Tuesday, May 8, 2012

The losing game

The one thing we should NOT be doing is buidling more autosprawl . . .
NY Times's Frank Bruni:
 
 What if we have it backward? What if the 310-pound man trying to jam into the middle seat and the 225-pound woman breaking into a sweat only halfway up the stairs aren't the undisciplined miscreants of modern American life but the very emblems of it? 
 
What if fatness, even obesity, is less a lurking danger than a likely destiny, and the surprise isn't how many seriously overweight people are out there but how few? . . .

Following in the heavy footsteps of "The Omnivore's Dilemma," "The End of Overeating," "The End of Food" and much else, "The Weight of the Nation" makes an especially persuasive case that gluttony isn't Americans' problem. Agriculture and abundance are.


Over the last century, we became expert at the mass production of crops like corn, soybeans and wheat — a positive development, for the most part.


We also became expert at feedlots for livestock and at processing those crops into salty, sweet, fatty, cheap and addictive seductions. This has downsides.


Densely caloric and all too convenient food now envelops us, and many of us do what we're chromosomally hard-wired to, thanks to millenniums of feast-and-famine cycles. We devour it, creating plump savings accounts of excess energy, sometimes known as love handles, for an imagined future shortage that, in America today, doesn't come.
. . .

John Hoffman, an executive producer of the documentary, told me: "Evolutionarily, there was no condition that existed when we were living with too much fat storage. We've only known a world of plenty for maybe 100 years. Our biological systems haven't adapted to it."

Stored data entries
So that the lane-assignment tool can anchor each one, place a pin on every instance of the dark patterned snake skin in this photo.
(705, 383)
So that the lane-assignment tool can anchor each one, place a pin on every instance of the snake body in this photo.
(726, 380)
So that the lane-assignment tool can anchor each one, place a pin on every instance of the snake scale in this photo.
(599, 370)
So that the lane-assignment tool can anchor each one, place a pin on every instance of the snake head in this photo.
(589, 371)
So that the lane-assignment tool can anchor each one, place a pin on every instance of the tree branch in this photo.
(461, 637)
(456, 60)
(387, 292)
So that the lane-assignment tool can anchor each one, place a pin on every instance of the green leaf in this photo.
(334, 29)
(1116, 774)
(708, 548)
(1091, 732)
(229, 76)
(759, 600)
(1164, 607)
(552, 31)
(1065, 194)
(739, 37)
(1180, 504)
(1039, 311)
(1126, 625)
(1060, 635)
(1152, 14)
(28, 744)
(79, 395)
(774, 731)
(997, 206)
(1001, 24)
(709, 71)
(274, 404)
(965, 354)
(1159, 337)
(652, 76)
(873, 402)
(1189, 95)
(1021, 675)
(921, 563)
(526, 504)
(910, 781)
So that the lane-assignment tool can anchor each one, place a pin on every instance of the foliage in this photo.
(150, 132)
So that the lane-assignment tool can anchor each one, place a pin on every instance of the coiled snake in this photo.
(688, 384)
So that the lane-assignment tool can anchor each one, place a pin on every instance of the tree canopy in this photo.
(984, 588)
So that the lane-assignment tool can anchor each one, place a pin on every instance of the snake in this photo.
==
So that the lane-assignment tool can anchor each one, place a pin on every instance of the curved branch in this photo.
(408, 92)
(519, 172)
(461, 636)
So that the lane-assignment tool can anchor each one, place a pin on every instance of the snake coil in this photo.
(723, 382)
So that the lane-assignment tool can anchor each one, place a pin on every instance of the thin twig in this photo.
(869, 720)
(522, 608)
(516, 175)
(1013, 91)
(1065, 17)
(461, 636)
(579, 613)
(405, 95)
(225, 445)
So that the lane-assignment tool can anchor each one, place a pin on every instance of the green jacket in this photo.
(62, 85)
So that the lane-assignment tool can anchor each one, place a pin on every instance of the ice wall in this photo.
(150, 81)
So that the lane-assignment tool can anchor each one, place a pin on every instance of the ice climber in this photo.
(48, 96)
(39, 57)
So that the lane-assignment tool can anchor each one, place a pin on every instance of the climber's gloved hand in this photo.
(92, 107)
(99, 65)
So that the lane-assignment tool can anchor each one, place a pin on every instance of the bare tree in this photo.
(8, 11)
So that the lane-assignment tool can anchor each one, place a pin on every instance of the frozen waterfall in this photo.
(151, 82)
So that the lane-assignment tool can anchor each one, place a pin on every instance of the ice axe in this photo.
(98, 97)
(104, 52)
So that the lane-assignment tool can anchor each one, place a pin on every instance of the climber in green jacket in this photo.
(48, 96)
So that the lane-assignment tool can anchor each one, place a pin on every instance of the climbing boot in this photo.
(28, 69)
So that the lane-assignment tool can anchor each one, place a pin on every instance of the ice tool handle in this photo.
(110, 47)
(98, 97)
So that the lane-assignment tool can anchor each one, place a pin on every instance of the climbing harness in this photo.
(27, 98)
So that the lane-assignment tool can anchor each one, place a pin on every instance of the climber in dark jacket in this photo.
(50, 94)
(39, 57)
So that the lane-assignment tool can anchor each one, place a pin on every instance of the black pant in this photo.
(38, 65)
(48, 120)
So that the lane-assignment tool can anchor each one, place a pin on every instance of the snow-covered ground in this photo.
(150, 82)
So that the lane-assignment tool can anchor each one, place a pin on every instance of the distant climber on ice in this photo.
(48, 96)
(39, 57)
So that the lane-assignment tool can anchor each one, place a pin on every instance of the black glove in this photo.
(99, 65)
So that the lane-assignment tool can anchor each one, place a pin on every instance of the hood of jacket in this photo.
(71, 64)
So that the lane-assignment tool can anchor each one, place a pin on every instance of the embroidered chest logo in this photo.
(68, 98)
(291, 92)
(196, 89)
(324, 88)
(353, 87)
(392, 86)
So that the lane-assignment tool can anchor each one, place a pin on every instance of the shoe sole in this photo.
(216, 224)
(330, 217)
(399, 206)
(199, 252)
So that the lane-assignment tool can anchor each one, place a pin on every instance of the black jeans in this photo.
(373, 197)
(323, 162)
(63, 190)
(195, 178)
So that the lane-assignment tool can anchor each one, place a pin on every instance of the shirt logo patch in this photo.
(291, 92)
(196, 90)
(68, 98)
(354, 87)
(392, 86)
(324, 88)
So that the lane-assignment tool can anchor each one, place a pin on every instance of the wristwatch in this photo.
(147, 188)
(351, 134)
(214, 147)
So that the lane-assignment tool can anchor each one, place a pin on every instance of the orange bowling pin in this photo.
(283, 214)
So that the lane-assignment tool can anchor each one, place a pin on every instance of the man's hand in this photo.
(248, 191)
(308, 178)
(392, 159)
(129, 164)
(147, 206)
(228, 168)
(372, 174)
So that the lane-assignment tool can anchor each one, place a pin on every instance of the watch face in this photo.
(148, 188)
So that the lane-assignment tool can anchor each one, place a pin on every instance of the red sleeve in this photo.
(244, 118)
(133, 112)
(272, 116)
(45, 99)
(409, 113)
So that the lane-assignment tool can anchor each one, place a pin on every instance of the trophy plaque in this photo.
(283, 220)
--
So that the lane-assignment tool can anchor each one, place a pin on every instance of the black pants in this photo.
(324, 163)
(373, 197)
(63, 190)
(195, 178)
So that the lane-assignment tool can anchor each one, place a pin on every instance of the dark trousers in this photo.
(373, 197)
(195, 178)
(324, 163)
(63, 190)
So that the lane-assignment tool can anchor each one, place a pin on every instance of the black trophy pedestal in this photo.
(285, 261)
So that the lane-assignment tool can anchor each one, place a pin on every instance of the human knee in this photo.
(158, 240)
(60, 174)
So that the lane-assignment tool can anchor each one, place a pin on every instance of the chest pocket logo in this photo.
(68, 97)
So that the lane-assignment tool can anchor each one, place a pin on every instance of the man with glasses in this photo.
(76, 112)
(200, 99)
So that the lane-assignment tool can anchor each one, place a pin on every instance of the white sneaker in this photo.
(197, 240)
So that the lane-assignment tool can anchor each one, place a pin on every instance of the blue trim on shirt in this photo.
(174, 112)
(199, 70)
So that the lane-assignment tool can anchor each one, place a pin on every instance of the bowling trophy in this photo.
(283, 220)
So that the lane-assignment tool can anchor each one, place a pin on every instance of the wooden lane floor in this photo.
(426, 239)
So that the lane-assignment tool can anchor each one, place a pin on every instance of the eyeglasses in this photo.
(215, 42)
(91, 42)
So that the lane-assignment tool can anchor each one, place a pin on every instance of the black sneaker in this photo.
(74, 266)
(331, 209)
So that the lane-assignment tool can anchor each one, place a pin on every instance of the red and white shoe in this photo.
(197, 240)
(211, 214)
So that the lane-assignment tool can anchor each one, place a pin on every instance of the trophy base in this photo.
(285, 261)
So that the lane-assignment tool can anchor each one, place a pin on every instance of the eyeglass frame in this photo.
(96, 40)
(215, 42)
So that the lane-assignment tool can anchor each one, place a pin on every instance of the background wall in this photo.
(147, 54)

* **COMPLETE THE FOLLOWING**:
A. Summarize the post on American obesity in two sentences.
B. Pick up the post on American obesity after its last sentence and write the next few sentences.

* **SET OF ANSWERS**:
A. Quoting Frank Bruni of the NY Times, the post suggests that fatness may be a likely destiny for Americans rather than a sign of personal failing, and it notes that the documentary "The Weight of the Nation" blames agriculture and abundance, not gluttony. Mass-produced crops processed into cheap, addictive food now surround people whose feast-and-famine wiring drives them to store excess energy, and John Hoffman says our biology hasn't adapted to only about 100 years of plenty.

B.
This is probably summed up best by Michael L. Power and Jay Schulkin in their book "The Evolution of Obesity." "We evolved on the savannahs of Africa," they write. "We now live in Candyland."


Our systems aren't just rigged to gorge. They're also rigged in many cases to rebound from weight loss and put pounds back on, as Tara Parker-Pope explained in a cover story for The Times's Sunday magazine last year. So we're fighting againstthat bit of nature, too.
. . . 
 
 If we're going to wage a successful war against unhealthy weight gain and obesity, we need to understand all of that. We need to stop vilifying obese people, who aren't likely to be helped by it
And we need to rethink and remake our environment much more thoroughly than we seem poised to do.

The kind of consciousness-raising and corporate prodding being done by Michelle Obama — laudable as it is — won't be nearly enough. Neither will the extra green space for exercise that cities like Nashville have commendably created, or New York City officials' admirable exile of sugary sodas from public school vending machines.


These important steps, plus others under consideration, are just the start. Let's move, yes. But let's do it a whole lot faster, because what we may be trying to hold back is a near inevitable tide.